** begin Material provided **

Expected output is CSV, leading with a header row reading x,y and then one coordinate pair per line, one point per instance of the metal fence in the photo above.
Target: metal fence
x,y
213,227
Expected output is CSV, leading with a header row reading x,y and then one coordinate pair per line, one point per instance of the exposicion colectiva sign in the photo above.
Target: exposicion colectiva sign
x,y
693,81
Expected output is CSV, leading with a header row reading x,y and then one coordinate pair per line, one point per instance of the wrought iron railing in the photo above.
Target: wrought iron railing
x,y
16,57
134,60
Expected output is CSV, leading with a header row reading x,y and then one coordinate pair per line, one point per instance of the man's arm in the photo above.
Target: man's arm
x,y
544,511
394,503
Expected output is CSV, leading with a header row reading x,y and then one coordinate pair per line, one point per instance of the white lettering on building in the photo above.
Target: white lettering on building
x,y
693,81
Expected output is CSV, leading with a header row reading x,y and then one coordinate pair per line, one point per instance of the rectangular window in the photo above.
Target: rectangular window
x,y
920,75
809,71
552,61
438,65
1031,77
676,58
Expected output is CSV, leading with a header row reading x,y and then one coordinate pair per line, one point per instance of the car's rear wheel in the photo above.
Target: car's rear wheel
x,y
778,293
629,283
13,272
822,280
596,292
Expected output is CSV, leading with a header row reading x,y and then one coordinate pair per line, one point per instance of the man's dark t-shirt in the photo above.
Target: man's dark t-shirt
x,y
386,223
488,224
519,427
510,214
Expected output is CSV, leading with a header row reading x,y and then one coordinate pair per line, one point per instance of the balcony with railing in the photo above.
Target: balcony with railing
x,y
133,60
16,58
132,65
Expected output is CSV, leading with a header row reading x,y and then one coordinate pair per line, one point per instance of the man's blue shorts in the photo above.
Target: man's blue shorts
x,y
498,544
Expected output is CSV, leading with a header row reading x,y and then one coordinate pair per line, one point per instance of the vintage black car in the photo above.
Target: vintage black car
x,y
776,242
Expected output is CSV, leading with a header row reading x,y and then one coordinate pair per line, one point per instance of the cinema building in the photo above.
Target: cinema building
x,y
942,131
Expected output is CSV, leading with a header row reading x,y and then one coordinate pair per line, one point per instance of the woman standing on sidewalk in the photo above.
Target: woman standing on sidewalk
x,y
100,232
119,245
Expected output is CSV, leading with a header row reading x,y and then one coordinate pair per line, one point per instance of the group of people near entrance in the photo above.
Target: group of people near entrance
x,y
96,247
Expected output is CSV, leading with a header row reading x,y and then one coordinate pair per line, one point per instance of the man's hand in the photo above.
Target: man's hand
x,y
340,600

** end Material provided **

Copy every one of the records above word for word, keeping each line in its original order.

#### [Written answer]
Expected output is CSV, leading with a header row reading x,y and then one coordinate pair per line, one point per instance of the metal fence in the photo above.
Target: metal fence
x,y
213,227
Expected output is CSV, leading with a header row reading x,y and then one coordinate pair per line, one point per instance of the exposicion colectiva sign in the photo above.
Target: exposicion colectiva sign
x,y
693,81
Expected output is CSV, leading with a header row reading x,y and then one coordinate pair per line, one point per instance of the wrought iron railing in the photo above.
Target: wrought iron railing
x,y
16,57
134,60
Expected output is CSV, leading with a header row reading x,y and then one coordinate pair per line, one point per instance of the man's arm in the photo above.
Target: man's arm
x,y
544,511
394,503
Expected output is CSV, leading with a header row reading x,y and then one coordinate pair per line, one point per instance of the white lettering on building in the photo above.
Target: white lettering on building
x,y
693,81
Expected output is CSV, leading with a header row reading x,y and then one coordinate pair per line, one point per instance of the rectangular window in the photo above.
Target: rectangular window
x,y
920,75
809,71
552,61
438,65
1031,77
676,58
Expected output is CSV, leading with a header row reading x,y and then one coordinate pair per line, one point per instance of the car's rear wheel in the photo above.
Target: car's rear wheel
x,y
778,293
629,283
13,272
822,280
596,292
Expected output is CSV, leading with a header row reading x,y and then one coordinate pair per line, one point per instance of the man's dark t-shirt in the photo above.
Target: man's dark t-shirt
x,y
386,223
488,224
519,427
510,214
Expected output is CSV, leading with a header row reading x,y and then one coordinate pair per line, one point per instance of the balcony with railing in the photo above.
Target: balcony with railing
x,y
133,60
16,58
132,65
Expected output is CSV, leading with a header row reading x,y and then one coordinate pair per line, one point per instance of the man's blue shorts in the photo above.
Target: man's blue shorts
x,y
498,544
Expected output is CSV, leading with a header row reading x,y and then one coordinate pair per line, one point per instance of the vintage black car in the photo above.
Target: vintage black car
x,y
776,242
Expected output is CSV, leading with a header row reading x,y and then one coordinate pair per line, one point per instance of the cinema building in the photo above.
Target: cinema building
x,y
942,131
Expected output is CSV, leading with a header row reading x,y and then one coordinate pair per line, one point per instance of the woman standing on sidewalk in the photo above.
Target: woman standing on sidewalk
x,y
100,232
119,245
Expected output is CSV, leading with a header row reading x,y and then one coordinate pair per line, one point per instance of the group of people near entrance in the photo above.
Target: group of people near entrance
x,y
96,247
Expected output is CSV, leading with a header row reading x,y and then one coordinate pair per line, one point per instance of the man's hand in the photo above.
Target: man's hand
x,y
340,600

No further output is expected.